**Trecho para análise**
++++++++++++++++++++

Disse que os fluxos líquidos de câmbio estão positivos em 2006, tanto o comercial quanto o financeiro, e que o investimento direto estrangeiro mantém-se em uma média em torno de US$ 18,8 bilhões, apenas acima dos dois anos anteriores. Com isso, quis mostrar que não há grandes diferenças do momento atual para outros, e que o dólar encontrará seu equilíbrio naturalmente.

Paulo Skaf dirigiu-se a um grupo de jornalistas e investidores e comentou que era daquele jeito que a equipe econômica convencia o presidente Lula de que tudo vai bem na economia do país.

“Até eu me convenci com aqueles gráficos todos”, disse ele, sorrindo. Meirelles queixouse depois de que, sentado ao seu lado durante o almoço, Skaf não fizera críticas à apresentação.

Mas incluiu o episódio na conta da politização do tema: “Os políticos, os representantes de corporações se sentem no dever de criticar as decisões do BC, para dar satisfação à sua clientela particular”.

O presidente do Banco Central coleciona declarações de todos os críticos à política de juros, e garantiu que nenhum deles imaginava pedir que a taxa de juros real estivesse em torno de 8% ao ano a esta altura de 2007. Ele parece desesperançado de conseguir a independência formal para o Banco Central, medida que as agências de risco dizem que reforçaria uma decisão de transformar o país em “investment grade”, e está preocupado com a crescente politização do tema.

As viagens ao exterior têm servido para melhorar sua autoestima, ele diz, pois recebe homenagens por onde anda.

Na sexta-feira mesmo, no seminário da Fundação LusoBrasileira, onde apresentou dados sobre as perspectivas econômicas do país, recebeu um elogio público do banqueiro João Rendeiro, presidente da Fundação, que classificou seu trabalho à frente do Banco Central de uma garantia de tranqüilidade para os investidores estrangeiros. Rendeiro fez questão de dizer que os investidores estrangeiros esperam que Meirelles continue à frente do Banco Central no segundo mandato de Lula.

Meirelles não acredita que o comentário de Lula sobre não ter medo de aumento da demanda tenha sido uma resposta à ata do Copom que se referiu ao aumento da demanda como um dos limitadores da redução dos juros. Ele diz que a ata não critica o aumento da demanda, e diz até mesmo que as perspectivas são positivas porque a oferta está aumentando também. A análise do Copom sugere apenas que é preciso acompanhar o desempenho da demanda para não haver surpresas.

++++++++++++++++++++

**Conjunto de entradas**
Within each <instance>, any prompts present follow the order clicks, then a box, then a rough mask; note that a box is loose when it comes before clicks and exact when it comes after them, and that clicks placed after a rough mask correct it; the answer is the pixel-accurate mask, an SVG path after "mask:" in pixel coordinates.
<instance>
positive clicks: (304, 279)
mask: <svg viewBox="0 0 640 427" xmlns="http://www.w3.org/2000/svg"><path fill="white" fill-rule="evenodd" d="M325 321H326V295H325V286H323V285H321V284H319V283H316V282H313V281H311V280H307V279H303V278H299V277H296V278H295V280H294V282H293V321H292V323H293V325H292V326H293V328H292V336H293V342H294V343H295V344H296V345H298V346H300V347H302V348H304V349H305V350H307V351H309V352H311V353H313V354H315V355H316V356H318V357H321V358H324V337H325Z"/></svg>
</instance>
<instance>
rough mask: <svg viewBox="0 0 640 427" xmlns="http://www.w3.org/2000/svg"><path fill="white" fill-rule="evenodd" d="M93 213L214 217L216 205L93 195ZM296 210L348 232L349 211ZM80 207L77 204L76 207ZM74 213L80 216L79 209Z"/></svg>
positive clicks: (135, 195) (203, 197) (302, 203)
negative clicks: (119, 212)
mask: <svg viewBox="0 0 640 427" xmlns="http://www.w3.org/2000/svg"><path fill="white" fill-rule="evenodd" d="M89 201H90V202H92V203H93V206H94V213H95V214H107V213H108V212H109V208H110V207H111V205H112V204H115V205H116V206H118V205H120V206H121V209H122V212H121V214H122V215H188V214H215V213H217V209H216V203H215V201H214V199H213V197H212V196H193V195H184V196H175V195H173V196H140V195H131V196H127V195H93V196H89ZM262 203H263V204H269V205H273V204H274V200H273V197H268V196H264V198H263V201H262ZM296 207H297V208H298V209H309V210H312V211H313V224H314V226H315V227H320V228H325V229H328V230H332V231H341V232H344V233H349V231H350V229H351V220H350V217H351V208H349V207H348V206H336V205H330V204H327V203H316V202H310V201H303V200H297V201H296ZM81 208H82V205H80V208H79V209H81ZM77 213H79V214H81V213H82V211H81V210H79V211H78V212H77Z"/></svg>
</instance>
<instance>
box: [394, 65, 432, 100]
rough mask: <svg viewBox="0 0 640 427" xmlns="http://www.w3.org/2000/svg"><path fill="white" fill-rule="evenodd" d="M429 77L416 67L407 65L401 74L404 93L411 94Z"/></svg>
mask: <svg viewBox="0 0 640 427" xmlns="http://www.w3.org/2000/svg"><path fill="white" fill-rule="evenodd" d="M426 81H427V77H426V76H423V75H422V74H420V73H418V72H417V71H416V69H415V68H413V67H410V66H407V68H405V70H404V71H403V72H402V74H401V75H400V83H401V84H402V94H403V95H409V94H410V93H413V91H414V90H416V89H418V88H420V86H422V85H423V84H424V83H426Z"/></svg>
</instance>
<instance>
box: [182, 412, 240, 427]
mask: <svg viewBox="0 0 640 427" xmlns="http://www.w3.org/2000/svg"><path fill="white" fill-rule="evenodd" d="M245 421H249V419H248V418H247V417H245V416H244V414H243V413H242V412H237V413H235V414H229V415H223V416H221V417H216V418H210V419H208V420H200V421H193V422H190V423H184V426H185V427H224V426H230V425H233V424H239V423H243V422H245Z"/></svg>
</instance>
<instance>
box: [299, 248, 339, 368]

++++++++++++++++++++

**Instruções de trabalho**
#1 Digite novamente, sem nenhuma alteração, a parte do trecho sobre Meirelles e o Banco Central que vai de "Disse que os" a "críticas à apresentação.".
#2 Prolongue o trecho sobre Meirelles e o Banco Central a partir da última frase apresentada.
As entradas não são necessárias para nada aqui.

**Respostas fornecidas**
#1
Disse que os fluxos líquidos de câmbio estão positivos em 2006, tanto o comercial quanto o financeiro, e que o investimento direto estrangeiro mantém-se em uma média em torno de US$ 18,8 bilhões, apenas acima dos dois anos anteriores. Com isso, quis mostrar que não há grandes diferenças do momento atual para outros, e que o dólar encontrará seu equilíbrio naturalmente.

Paulo Skaf dirigiu-se a um grupo de jornalistas e investidores e comentou que era daquele jeito que a equipe econômica convencia o presidente Lula de que tudo vai bem na economia do país.

“Até eu me convenci com aqueles gráficos todos”, disse ele, sorrindo. Meirelles queixouse depois de que, sentado ao seu lado durante o almoço, Skaf não fizera críticas à apresentação.

#2
Segundo Meirelles, Lula quis dizer que os investidores podem vir para o Brasil porque haverá demanda para seus projetos, no que ele também acredita. Henrique Meirelles parece não apenas disposto, mas desejoso de continuar, e não vê nenhum problema em mudar a composição da diretoria do Banco Central, como pressionam alguns setores políticos e econômicos.

Mas a tranqüilidade de Meirelles não está na aceitação das pressões, mas na convicção de que o que importa não é o nome que sai, mas o nome que entra na vaga.

Ele lembra que já trocou nove diretores do Banco Central desde que assumiu a presidência, no início do governo Lula, alguns nomeados por ele mesmo. Até agora, nenhuma das substituições indicou uma mudança de tendência no Banco Central.

Meirelles encara com bastante tranqüilidade essa troca, pois diz que é muito difícil conseguir segurar um profissional do mercado financeiro por mais de dois ou três anos, pois são profissionais muito bem remunerados. Os de carreira do BC tendem a permanecer mais tempo, pois têm a possibilidade de receber um salário maior.

O caso mais comentado é o do diretor de Política Econômica, Afonso Bevilacqua, tido por setores petistas como o mais intransigente diretor do Banco Central. Meirelles disse que avisou aos diretores que, até que seja confirmado pelo presidente Lula, não conversará com nenhum deles sobre o futuro: “Se você quiser ficar, eu não saberei o que dizer. Se você quiser sair, eu não vou deixar. Então é melhor todo mundo ficar onde está, trabalhando normalmente”. No caso de Bevilacqua, que já está completando quatro anos na diretoria do banco, Meirelles diz que não será surpresa se ele desejar sair, mas se isso acontecer não será certamente pelas pressões contra ele.